** START **

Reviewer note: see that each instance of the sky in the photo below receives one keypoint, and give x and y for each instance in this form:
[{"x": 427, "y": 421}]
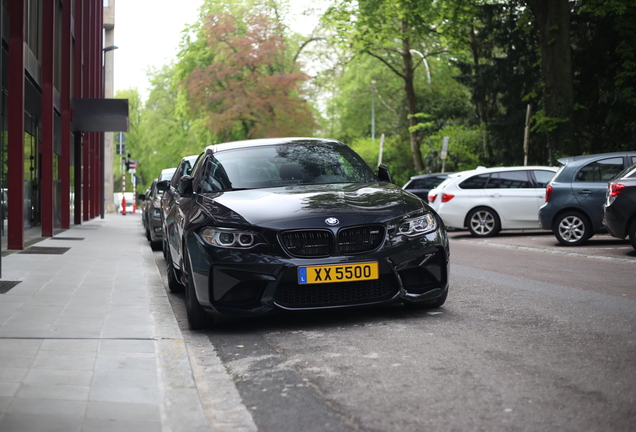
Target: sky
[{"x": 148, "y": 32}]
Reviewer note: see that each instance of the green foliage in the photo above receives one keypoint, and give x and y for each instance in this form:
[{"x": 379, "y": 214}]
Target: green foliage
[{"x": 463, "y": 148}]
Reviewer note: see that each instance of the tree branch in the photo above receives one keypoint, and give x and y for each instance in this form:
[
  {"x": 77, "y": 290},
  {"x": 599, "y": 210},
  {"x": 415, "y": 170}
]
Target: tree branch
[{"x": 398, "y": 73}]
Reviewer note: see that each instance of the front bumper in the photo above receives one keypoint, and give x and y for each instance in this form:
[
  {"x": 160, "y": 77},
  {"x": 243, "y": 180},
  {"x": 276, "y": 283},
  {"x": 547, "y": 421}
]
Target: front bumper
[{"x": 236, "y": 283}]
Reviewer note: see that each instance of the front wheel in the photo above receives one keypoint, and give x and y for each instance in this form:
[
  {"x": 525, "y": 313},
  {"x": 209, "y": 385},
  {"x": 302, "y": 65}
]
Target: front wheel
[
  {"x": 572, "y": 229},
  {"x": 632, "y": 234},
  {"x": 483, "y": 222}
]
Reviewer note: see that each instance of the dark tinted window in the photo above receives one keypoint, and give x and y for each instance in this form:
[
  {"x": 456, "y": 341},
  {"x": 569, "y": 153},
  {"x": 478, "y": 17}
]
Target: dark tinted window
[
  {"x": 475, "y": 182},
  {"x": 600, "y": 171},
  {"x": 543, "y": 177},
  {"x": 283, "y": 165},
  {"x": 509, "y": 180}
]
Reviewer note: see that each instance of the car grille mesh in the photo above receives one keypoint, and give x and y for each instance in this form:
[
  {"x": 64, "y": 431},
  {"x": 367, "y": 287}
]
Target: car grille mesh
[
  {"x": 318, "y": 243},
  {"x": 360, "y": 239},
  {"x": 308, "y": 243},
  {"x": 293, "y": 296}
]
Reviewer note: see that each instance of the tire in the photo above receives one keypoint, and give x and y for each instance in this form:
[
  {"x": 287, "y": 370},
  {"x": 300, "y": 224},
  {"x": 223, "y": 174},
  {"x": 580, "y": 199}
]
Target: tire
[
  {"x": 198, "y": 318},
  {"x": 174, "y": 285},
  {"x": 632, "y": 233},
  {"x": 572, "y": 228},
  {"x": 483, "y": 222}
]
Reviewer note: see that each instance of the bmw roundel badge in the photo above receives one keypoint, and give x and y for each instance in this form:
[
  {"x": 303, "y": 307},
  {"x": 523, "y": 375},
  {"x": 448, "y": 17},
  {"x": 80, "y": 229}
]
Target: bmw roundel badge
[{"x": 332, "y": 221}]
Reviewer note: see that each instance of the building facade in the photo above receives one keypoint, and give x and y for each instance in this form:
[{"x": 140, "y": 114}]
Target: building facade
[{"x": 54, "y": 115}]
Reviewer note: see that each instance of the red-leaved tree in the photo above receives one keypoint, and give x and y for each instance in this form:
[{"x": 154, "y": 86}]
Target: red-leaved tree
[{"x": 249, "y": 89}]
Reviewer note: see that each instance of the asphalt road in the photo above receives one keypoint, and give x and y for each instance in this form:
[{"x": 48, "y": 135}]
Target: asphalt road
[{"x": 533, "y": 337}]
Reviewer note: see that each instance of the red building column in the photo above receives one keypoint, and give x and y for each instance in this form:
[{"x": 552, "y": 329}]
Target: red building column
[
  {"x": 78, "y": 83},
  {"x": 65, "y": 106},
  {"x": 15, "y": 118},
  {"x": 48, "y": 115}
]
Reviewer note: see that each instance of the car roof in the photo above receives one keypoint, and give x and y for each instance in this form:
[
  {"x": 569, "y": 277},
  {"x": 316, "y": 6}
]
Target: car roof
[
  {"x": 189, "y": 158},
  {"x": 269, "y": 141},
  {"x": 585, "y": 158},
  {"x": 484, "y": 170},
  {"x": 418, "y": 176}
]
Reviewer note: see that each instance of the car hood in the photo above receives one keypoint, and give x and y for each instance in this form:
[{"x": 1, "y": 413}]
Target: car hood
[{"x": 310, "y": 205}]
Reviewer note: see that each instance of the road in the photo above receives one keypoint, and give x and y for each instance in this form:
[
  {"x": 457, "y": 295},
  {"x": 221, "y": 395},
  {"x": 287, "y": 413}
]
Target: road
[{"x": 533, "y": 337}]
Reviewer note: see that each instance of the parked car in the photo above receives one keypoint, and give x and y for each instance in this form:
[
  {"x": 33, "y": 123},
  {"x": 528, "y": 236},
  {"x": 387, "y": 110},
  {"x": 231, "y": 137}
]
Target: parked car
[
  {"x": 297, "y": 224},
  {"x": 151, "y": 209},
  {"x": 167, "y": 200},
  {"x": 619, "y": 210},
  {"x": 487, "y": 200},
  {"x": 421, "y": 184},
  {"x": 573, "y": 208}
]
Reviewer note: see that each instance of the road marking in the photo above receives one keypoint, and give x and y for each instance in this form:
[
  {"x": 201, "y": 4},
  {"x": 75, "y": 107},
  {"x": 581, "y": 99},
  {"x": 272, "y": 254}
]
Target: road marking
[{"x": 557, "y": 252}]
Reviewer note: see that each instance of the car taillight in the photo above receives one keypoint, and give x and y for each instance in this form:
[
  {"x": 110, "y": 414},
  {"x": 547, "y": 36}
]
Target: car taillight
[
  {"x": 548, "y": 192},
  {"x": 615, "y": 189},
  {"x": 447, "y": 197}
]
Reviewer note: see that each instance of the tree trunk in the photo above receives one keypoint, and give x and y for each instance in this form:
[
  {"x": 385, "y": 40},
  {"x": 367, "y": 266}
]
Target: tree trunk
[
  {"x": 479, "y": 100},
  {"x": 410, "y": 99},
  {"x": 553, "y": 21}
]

** END **
** START **

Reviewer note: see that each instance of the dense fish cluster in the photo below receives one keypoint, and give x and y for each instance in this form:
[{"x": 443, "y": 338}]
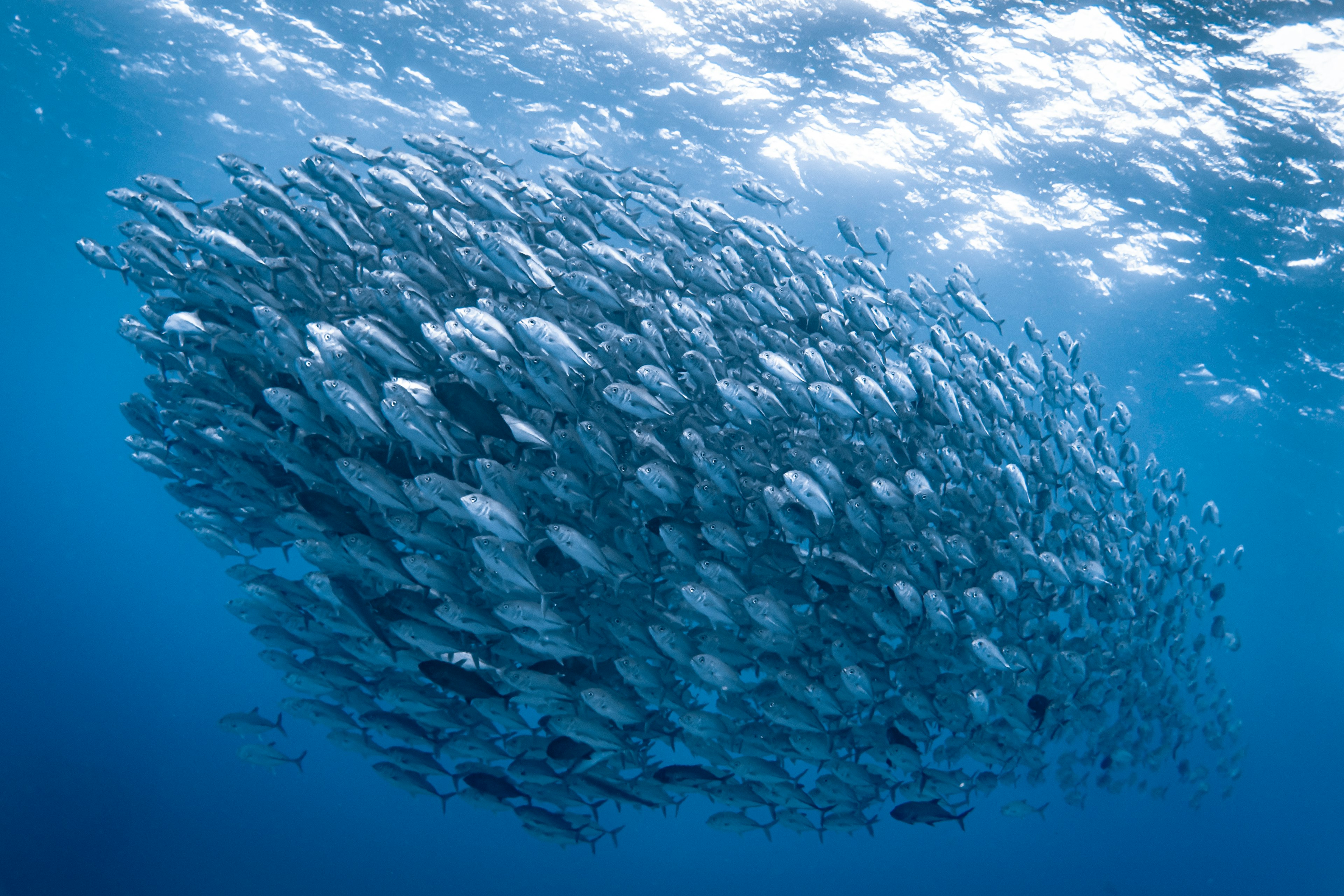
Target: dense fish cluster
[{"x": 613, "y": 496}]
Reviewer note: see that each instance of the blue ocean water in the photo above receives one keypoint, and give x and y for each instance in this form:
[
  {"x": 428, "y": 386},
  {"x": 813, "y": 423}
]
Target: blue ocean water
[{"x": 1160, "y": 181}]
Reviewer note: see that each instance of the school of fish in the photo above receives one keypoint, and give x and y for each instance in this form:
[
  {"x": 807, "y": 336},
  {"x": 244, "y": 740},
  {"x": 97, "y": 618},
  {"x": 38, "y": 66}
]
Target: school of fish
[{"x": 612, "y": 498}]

** END **

• AIM OF THE TASK
Pull out every line of the records that contains the word "road". Case counts.

• ANSWER
Reviewer note: see that each instance of the asphalt road in the photo above receives one keypoint, and give x and y for each instance in this form:
Target: asphalt road
Reviewer note: see that each instance of the road in the photo above receives one keypoint, and give x and y for each instance in this form:
Target: road
Reviewer note: see that each instance of the road marking in the photo above receives one keypoint, and give x and y for each instance in this form:
Target: road marking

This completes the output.